Passage:

<<<<

Living in Unconditional Love (124)
Jul 23, 2023
Living in Unconditional Love (124)
“Love flows from God to humans without effort:
As a bird glides through the air without moving its wings-
Thus, they go wherever they wish united in body and soul,
Yet separate in form.”
–Mechtild of Magdeburg
My wife Eileen died from esophageal cancer in February 2020 one year after being diagnosed, 60 years after we met on Long Island. Then my brother Tom became ill (not COVID), and I spent a total of six weeks being with him in Ohio, but he died in October 2020. My sister-in-law Sue Mahoney died from Covid-19 in January 2021. On top of it all stood the pandemic, locking everyone down almost two years.
07/23/2023 This has been a quiet week with only a few days where I could be outside. The rain is welcome as the ground is still a bit thirsty, even though we have had significant rainfall over the past several weeks after a very dry May. The daylilies look very nice and provide an amazing amount of color in the gardens. Everything from white to deep purple and brilliant oranges and reds. Everything has been weeded and weed-wacked, so all looks good. I was able to mow the lawn this week, including the lower lot that had not been mowed for many weeks and was quite high, but the garden-tractor mower handled it well.
I have several of the ‘ten-year’ smoke alarms scattered about the house, and apparently the ten years are up. This past Monday night (of course at night) I heard beeping, and of course I could not determine which one was beeping (the high-pitched squeal seems to be everywhere). I thought I determined which one it was and isolated it sufficiently with closed doors that I could sleep through the night. The next morning there was two of them beeping, and I got some aid to take the offending ones down and disable them. I have bought some replacements and will have them installed next week. It is somewhat amusing to think that I had installed all of them at the same time and two of them failed on the same day years later. Several had failed over the years, so I will replace them all with new ones.
I have decided to get one of the “guardian” buttons that I can wear around the property to call for help if I fall or need help. They are not particularly cheap, but I will feel better having it on me. Don’t be fooled by the advertisements of “19.95 per month” in the AARP magazines. The true cost is $45 per month, and that only if you pay by the year where you will get one month free. But it will be worth it for the peace of mind.
The air conditioning is working well, and the house always comfortable. I am very happy with the units, as they work to supply heat during the winter and cooling in the summer.
I am still fighting lethargy and lack of energy, and I suspect that will continue. But I have little to complain about, as I have few aches and pains, far fewer from what I can tell as do many of my aging friends.
Meditation
Gentle One, the time just seems to flow by in a blink. I sometimes wonder where the day has gone, as evening falls and the day is gone. The much longer days of summer are welcome, as give me the illusion that the day is longer than it is, but I know that the wonders of creation is rippling on and carrying me with it. I am grateful for all I have been given in this time in creation, especially the love of the family and peace of mind that so often eludes me.

>>>>

Task instructions:
1. In the post, what does the writer say the guardian button truly costs each month?
2. Copy the post's text, everything from "I have several" down to "with new ones.", and replace "beeping" with "chirping".

Entries provided:

<<<<

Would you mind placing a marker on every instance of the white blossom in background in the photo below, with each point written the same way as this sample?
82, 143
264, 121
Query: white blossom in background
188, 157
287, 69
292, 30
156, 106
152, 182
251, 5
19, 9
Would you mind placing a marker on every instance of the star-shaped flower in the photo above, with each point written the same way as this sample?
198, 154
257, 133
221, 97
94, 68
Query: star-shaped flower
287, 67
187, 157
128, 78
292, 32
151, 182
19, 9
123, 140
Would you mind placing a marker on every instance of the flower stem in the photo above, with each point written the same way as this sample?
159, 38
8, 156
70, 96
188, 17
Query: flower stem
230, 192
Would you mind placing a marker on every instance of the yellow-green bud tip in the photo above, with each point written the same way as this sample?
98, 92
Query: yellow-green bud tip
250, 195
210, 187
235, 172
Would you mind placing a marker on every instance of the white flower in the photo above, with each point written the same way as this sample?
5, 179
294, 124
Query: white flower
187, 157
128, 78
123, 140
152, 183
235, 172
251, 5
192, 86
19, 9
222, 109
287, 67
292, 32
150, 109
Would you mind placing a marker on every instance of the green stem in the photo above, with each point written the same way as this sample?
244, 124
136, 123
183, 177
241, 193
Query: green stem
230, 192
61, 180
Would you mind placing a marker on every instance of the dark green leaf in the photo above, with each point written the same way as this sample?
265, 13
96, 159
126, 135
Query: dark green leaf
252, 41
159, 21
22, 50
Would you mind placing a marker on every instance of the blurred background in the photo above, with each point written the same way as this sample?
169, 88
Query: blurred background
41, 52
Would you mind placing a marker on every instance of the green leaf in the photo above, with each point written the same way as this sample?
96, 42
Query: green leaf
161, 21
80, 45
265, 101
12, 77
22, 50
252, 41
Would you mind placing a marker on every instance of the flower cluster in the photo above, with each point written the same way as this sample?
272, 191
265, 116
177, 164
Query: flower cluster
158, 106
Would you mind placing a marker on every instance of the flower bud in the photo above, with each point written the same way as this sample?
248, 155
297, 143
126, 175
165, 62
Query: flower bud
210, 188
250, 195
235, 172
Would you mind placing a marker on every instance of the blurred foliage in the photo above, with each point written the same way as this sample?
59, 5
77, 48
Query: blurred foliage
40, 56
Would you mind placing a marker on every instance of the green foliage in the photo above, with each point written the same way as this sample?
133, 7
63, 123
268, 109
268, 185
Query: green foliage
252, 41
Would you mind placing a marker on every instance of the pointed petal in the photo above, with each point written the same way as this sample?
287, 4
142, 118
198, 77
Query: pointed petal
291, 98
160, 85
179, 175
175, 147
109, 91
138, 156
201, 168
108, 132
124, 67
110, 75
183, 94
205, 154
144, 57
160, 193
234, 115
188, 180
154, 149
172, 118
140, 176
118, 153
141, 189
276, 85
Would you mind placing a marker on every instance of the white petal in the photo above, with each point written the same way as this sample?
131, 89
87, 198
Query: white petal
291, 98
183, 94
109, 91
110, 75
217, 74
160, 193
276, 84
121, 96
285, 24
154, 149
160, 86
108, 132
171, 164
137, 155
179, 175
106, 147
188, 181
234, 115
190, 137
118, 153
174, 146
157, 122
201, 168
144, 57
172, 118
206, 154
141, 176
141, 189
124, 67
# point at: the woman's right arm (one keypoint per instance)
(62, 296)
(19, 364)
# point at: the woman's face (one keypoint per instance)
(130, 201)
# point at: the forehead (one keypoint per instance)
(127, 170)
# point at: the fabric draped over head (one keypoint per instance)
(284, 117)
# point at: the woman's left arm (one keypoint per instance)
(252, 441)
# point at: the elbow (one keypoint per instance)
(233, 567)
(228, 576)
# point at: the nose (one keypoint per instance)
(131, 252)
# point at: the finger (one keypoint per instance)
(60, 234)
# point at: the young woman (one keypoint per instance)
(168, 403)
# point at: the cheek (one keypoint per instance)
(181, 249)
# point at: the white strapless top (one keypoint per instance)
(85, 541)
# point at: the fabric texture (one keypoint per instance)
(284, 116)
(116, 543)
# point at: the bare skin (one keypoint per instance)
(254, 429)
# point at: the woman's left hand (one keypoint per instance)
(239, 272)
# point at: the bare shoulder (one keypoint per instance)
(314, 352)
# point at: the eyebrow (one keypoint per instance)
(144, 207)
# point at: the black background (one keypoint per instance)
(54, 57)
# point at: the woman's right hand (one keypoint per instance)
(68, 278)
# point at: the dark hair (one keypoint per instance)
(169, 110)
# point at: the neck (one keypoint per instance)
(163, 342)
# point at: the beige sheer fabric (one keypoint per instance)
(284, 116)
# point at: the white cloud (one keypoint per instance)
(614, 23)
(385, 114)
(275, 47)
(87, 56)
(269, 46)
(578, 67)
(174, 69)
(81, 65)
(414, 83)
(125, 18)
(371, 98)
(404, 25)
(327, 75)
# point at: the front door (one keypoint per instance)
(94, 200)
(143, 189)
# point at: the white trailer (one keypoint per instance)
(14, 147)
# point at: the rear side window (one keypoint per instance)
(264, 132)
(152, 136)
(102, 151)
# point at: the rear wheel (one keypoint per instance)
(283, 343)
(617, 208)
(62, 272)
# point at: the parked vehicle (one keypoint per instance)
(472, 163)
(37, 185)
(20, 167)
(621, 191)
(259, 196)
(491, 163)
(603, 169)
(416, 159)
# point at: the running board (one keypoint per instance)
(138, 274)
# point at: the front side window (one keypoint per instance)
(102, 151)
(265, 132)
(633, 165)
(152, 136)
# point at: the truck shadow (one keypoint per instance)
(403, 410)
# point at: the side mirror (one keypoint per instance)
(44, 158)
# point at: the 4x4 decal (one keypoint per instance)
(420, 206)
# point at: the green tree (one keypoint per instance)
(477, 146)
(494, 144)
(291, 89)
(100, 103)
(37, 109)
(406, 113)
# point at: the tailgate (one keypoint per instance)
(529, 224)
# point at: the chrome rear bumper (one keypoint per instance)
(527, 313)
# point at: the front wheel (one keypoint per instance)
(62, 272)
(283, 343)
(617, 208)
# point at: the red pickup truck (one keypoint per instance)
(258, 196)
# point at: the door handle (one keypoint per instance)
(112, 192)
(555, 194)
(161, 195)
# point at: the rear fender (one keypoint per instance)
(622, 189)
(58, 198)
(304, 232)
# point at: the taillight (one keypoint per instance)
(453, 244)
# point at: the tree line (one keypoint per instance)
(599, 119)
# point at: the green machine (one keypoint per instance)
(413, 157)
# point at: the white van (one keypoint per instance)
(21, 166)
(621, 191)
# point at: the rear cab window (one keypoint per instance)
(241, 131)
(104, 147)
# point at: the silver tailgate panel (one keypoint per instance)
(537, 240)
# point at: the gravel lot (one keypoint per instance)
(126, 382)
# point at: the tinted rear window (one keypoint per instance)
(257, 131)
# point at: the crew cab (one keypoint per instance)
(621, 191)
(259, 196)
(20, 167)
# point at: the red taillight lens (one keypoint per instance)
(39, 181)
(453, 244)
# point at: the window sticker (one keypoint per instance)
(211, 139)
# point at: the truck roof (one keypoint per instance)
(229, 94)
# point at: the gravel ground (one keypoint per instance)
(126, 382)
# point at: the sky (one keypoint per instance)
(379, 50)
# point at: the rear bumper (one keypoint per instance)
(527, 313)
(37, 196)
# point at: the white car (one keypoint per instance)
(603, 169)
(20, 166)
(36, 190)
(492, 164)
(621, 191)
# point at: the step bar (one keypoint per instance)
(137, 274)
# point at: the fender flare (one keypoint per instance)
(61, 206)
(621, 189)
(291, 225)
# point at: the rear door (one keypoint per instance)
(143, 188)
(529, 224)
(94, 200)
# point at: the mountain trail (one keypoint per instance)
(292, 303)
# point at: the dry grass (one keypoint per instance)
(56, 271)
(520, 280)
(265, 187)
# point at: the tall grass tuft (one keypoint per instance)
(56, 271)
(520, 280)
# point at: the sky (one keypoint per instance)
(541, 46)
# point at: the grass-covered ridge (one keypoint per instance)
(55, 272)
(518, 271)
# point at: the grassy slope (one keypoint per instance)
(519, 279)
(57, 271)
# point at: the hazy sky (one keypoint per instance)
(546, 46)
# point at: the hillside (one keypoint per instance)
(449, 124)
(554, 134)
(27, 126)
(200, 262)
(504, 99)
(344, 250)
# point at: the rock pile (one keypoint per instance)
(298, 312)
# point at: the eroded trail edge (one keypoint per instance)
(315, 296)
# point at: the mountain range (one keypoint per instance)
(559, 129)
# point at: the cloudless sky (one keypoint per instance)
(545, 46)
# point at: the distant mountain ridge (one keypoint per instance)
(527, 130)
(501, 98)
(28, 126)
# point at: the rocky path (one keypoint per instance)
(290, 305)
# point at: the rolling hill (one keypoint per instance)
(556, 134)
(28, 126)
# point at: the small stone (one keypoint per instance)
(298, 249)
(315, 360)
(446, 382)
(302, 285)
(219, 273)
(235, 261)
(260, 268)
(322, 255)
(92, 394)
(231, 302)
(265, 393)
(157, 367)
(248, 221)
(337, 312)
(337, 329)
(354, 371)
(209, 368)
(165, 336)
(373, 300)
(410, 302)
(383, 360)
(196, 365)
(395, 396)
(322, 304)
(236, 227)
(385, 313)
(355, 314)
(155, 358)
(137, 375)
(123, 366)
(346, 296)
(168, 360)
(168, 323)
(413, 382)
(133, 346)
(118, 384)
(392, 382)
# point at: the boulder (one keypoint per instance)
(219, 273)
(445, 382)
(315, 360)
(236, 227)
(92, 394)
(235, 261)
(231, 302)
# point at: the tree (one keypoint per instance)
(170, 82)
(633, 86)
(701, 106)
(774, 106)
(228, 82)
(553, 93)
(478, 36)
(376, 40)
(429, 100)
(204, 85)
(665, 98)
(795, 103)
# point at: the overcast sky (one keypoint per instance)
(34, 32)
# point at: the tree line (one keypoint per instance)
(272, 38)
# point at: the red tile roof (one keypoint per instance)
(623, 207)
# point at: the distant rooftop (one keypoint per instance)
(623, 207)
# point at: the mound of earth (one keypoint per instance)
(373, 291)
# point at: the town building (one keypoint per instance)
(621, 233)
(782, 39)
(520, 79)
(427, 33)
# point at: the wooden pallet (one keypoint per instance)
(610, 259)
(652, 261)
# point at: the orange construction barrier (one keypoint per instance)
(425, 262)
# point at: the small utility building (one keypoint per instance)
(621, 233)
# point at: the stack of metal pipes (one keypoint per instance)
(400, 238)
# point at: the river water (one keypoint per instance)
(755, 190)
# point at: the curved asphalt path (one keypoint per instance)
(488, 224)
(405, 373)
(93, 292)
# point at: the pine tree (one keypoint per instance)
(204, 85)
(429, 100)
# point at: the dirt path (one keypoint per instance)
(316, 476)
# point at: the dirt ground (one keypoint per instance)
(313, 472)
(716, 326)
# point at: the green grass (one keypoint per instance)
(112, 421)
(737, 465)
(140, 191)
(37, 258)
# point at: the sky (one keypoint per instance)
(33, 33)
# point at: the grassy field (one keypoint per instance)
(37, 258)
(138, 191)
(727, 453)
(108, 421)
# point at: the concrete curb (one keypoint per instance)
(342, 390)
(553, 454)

>>>>

Results by task:
1. $45 per month, and only if paid by the year.

2.
I have several of the ‘ten-year’ smoke alarms scattered about the house, and apparently the ten years are up. This past Monday night (of course at night) I heard chirping, and of course I could not determine which one was chirping (the high-pitched squeal seems to be everywhere). I thought I determined which one it was and isolated it sufficiently with closed doors that I could sleep through the night. The next morning there was two of them chirping, and I got some aid to take the offending ones down and disable them. I have bought some replacements and will have them installed next week. It is somewhat amusing to think that I had installed all of them at the same time and two of them failed on the same day years later. Several had failed over the years, so I will replace them all with new ones.